* Objective *
Swap each "drops a marker" in the records below for "places a pin", keeping everything else the same.

## BEGIN Material provided

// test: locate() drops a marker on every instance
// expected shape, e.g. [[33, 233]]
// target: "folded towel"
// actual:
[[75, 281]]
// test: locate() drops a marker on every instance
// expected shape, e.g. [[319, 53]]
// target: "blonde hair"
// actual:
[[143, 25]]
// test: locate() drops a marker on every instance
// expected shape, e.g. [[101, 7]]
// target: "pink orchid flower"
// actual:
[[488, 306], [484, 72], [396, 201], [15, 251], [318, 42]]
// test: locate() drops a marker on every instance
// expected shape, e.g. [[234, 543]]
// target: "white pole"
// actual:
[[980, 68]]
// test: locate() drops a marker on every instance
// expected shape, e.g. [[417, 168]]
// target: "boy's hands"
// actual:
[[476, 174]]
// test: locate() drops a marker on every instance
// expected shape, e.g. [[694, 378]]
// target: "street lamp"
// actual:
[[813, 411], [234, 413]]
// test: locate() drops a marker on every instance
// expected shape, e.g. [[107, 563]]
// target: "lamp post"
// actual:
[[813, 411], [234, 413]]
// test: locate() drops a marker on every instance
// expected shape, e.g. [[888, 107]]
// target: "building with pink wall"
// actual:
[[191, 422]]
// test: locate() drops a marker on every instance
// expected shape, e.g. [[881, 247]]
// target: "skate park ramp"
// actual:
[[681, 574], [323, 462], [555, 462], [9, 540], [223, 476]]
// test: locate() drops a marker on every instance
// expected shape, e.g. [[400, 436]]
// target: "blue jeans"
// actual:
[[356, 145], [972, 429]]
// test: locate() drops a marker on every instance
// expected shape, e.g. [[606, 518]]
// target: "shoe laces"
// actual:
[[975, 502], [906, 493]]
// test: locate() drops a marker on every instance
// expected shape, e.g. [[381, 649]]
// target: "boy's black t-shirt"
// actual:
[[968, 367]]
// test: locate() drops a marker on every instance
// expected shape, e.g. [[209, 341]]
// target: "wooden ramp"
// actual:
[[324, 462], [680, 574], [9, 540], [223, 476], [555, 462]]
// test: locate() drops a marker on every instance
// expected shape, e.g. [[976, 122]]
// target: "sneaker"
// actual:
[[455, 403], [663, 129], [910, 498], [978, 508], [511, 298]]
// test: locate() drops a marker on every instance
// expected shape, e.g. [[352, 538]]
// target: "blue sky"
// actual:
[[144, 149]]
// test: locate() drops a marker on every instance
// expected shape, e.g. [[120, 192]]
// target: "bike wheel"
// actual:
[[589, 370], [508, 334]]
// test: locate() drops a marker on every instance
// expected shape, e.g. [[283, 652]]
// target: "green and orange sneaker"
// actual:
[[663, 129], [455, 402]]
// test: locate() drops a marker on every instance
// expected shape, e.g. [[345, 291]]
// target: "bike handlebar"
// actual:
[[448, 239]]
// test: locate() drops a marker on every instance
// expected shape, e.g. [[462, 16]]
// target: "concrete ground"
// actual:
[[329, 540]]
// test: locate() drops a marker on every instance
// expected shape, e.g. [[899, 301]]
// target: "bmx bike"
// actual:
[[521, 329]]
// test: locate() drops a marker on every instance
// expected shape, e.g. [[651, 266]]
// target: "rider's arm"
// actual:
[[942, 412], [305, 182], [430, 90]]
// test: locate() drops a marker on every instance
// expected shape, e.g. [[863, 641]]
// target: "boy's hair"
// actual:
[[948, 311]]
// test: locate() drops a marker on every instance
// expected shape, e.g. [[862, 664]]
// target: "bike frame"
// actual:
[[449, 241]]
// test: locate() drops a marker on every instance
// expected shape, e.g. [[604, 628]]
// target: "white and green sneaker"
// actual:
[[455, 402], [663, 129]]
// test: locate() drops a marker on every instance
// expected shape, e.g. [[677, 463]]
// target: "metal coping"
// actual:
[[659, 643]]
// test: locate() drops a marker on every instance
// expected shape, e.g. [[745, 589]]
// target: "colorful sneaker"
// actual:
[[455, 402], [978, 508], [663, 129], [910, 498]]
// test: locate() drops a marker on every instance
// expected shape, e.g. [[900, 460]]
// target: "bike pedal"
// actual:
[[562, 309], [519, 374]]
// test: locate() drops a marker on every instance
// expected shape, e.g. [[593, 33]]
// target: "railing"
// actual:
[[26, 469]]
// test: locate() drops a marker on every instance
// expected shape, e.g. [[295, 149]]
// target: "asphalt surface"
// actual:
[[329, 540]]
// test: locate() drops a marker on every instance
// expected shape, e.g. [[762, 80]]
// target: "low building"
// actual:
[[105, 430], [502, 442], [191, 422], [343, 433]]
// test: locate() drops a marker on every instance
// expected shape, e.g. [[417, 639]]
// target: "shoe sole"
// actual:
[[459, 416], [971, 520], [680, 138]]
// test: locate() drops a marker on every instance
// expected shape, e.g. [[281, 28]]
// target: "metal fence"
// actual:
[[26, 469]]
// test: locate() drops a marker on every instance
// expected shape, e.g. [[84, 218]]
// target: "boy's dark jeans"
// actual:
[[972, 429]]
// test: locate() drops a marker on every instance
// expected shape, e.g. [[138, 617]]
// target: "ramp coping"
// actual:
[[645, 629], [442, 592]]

## END Material provided

* Answer to the task *
// test: locate() places a pin on every instance
// expected shape, e.g. [[33, 233]]
// target: "folded towel"
// actual:
[[75, 281]]
// test: locate() places a pin on every instance
// expected shape, e.g. [[319, 53]]
// target: "blonde hair"
// actual:
[[143, 25]]
// test: locate() places a pin on every instance
// expected shape, e.g. [[101, 7]]
// target: "pink orchid flower"
// actual:
[[488, 306], [484, 72], [396, 201], [15, 251], [318, 42]]
// test: locate() places a pin on every instance
// expected shape, e.g. [[234, 543]]
// target: "white pole"
// actual:
[[980, 68]]
// test: locate() places a pin on every instance
// expected shape, e.g. [[417, 168]]
// target: "boy's hands"
// actual:
[[476, 174]]
// test: locate() places a pin on every instance
// expected shape, e.g. [[694, 378]]
// target: "street lamp"
// actual:
[[813, 411], [234, 413]]
// test: locate() places a pin on every instance
// expected shape, e.g. [[107, 563]]
// target: "lamp post"
// actual:
[[813, 411], [234, 413]]
// test: locate() places a pin on every instance
// expected shape, e.g. [[888, 107]]
// target: "building with pink wall"
// actual:
[[191, 422]]
// test: locate() places a pin on every instance
// expected shape, e.g. [[881, 247]]
// target: "skate park ramp"
// actual:
[[681, 574], [323, 462], [555, 462], [9, 540], [223, 476]]
// test: locate() places a pin on every instance
// expected shape, e.g. [[400, 436]]
// target: "blue jeans"
// actual:
[[356, 145], [972, 429]]
// test: locate() places a pin on every instance
// expected shape, e.g. [[606, 518]]
// target: "shoe laces"
// actual:
[[975, 502], [906, 493]]
// test: locate() places a pin on every instance
// expected shape, e.g. [[381, 649]]
// target: "boy's black t-shirt"
// actual:
[[968, 367]]
// test: locate() places a pin on every instance
// expected shape, e.g. [[209, 341]]
// target: "wooden ramp"
// actual:
[[324, 462], [680, 574], [9, 540], [223, 476], [555, 462]]
// test: locate() places a pin on every instance
// expected shape, e.g. [[976, 122]]
// target: "sneaker"
// actual:
[[455, 403], [663, 129], [910, 498], [978, 508], [511, 298]]
// test: locate() places a pin on every instance
// expected shape, e.g. [[352, 538]]
// target: "blue sky"
// actual:
[[144, 149]]
// test: locate() places a pin on every instance
// expected shape, e.g. [[120, 192]]
// target: "bike wheel"
// actual:
[[589, 370], [508, 334]]
// test: locate() places a pin on every instance
// expected shape, e.g. [[283, 652]]
// target: "green and orange sneaker"
// actual:
[[663, 129], [455, 402]]
// test: locate() places a pin on every instance
// expected shape, e.g. [[345, 291]]
// target: "bike handlebar"
// actual:
[[448, 239]]
// test: locate() places a pin on every instance
// expected shape, e.g. [[462, 16]]
// target: "concrete ground"
// actual:
[[329, 540]]
// test: locate() places a pin on every instance
// expected shape, e.g. [[899, 301]]
// target: "bmx bike"
// actual:
[[521, 329]]
// test: locate() places a pin on every instance
// expected shape, e.g. [[651, 266]]
// target: "rider's arm"
// actual:
[[942, 412], [305, 182], [430, 90]]
// test: locate() places a pin on every instance
// expected shape, e.g. [[863, 641]]
// target: "boy's hair"
// actual:
[[948, 311]]
// test: locate() places a pin on every instance
// expected shape, e.g. [[862, 664]]
// target: "bike frame"
// actual:
[[449, 241]]
// test: locate() places a pin on every instance
// expected shape, e.g. [[604, 628]]
// target: "white and green sneaker"
// actual:
[[455, 402], [663, 129]]
// test: locate() places a pin on every instance
// expected shape, e.g. [[677, 463]]
// target: "metal coping"
// actual:
[[659, 643]]
// test: locate() places a pin on every instance
// expected shape, e.g. [[745, 589]]
// target: "colorful sneaker"
// actual:
[[455, 402], [978, 508], [663, 129], [910, 498]]
// test: locate() places a pin on every instance
// expected shape, e.g. [[900, 460]]
// target: "bike pedal"
// actual:
[[562, 309], [519, 374]]
// test: locate() places a pin on every instance
// expected shape, e.g. [[593, 33]]
// target: "railing"
// actual:
[[26, 469]]
// test: locate() places a pin on every instance
// expected shape, e.g. [[295, 149]]
// target: "asphalt surface"
// actual:
[[329, 540]]
// test: locate() places a pin on every instance
// expected shape, e.g. [[762, 80]]
// target: "low building"
// actual:
[[105, 430], [502, 442], [191, 422], [343, 433]]
// test: locate() places a pin on every instance
// expected shape, e.g. [[417, 639]]
// target: "shoe sole"
// actual:
[[459, 416], [971, 520], [680, 138]]
// test: locate() places a pin on every instance
// expected shape, e.g. [[281, 28]]
// target: "metal fence"
// actual:
[[26, 469]]
// test: locate() places a pin on every instance
// expected shape, e.g. [[84, 218]]
// target: "boy's dark jeans"
// actual:
[[972, 429]]
// test: locate() places a pin on every instance
// expected shape, e.g. [[138, 617]]
// target: "ramp coping"
// actual:
[[645, 629], [442, 592]]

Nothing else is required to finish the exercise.